NIGERIAN ENGINEER AND NEUROSCIENTIST DEVELOPS DRONES CAPABLE OF SMELLING BOMBS FAR AWAY


A Nigerian engineer and neuroscientist, Oshiorenoya Agabi has developed drones that are capable of smelling bombs far away.
The drone would be able to smell bombs several kilometers away, it could also be used for surveying farmland, refineries, manufacturing plants — anything where health and safety can be measured by an acute sense of smell.
“Imagine being able to detect odours a significant distance away with form factors which you can mount on a commercially available drone. The system will be complete with on board biological learning and classification,” he said.
This is a very big innovation because there are no silicon devices which are able to give us the level of sensitivity that we find in biology. It took the processing power of one of the world’s most powerful supercomputers to simulate just one percent of human brain activity for a single second when tried by researchers from Germany and Japan.
Agabi believes “there are no practical limits to how large we can make our devices or how much we can engineer our neurons. I believe as intelligent computation goes—biology is the ultimate frontier.”

● **ACTIVITY A**
According to the drone article, what are Oshiorenoya Agabi's two professions?
● **ACTIVITY B**
Rewrite the part of the drone article that opens with the words containing "This is a very" and closes with "Germany and Japan.", putting "France" in place of "Germany".
The listing after this is not needed.

● **RECORDS**
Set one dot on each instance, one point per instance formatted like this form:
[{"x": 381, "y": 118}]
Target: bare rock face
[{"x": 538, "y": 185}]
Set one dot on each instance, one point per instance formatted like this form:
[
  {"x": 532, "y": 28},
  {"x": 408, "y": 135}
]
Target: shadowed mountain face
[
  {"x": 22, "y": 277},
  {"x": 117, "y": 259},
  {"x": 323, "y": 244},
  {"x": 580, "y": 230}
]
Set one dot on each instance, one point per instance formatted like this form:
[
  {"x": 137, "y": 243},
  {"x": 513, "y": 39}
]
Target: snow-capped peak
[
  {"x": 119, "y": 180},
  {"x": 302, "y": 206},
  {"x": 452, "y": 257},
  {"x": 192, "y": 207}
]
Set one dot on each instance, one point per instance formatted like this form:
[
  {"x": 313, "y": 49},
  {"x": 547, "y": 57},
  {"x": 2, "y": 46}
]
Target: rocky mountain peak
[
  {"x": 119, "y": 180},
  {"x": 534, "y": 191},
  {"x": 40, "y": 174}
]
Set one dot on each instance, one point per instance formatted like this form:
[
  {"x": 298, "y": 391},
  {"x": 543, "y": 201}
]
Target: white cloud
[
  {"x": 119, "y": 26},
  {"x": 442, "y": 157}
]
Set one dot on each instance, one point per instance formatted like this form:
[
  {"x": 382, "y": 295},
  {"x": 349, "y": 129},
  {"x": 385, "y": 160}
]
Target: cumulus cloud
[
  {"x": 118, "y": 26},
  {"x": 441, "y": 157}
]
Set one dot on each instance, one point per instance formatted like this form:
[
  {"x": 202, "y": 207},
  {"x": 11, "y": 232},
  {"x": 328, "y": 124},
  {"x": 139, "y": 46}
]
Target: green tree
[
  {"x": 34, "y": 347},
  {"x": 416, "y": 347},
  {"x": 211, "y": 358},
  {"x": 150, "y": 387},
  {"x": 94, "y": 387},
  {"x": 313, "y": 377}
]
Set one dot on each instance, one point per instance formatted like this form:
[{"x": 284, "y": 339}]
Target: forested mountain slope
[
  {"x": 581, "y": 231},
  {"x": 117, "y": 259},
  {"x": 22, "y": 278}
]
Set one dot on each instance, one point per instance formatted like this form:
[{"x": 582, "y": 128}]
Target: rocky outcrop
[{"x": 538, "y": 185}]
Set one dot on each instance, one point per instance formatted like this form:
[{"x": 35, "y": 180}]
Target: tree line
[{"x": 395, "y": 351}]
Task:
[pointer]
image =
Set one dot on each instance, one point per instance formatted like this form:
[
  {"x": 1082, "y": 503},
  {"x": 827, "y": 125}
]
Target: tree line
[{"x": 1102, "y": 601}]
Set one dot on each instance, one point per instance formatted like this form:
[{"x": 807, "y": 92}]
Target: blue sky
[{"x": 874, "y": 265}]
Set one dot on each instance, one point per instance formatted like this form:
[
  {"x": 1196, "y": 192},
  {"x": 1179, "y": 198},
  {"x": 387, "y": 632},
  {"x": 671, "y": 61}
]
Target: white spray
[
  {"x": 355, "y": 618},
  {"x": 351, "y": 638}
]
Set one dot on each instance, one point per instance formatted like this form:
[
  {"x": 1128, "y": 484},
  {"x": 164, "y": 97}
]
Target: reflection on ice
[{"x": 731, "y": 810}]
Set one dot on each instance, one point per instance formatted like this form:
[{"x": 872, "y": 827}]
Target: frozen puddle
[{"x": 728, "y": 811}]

● **TASK SOLUTION A**
He is an engineer and a neuroscientist.

● **TASK SOLUTION B**
This is a very big innovation because there are no silicon devices which are able to give us the level of sensitivity that we find in biology. It took the processing power of one of the world’s most powerful supercomputers to simulate just one percent of human brain activity for a single second when tried by researchers from France and Japan.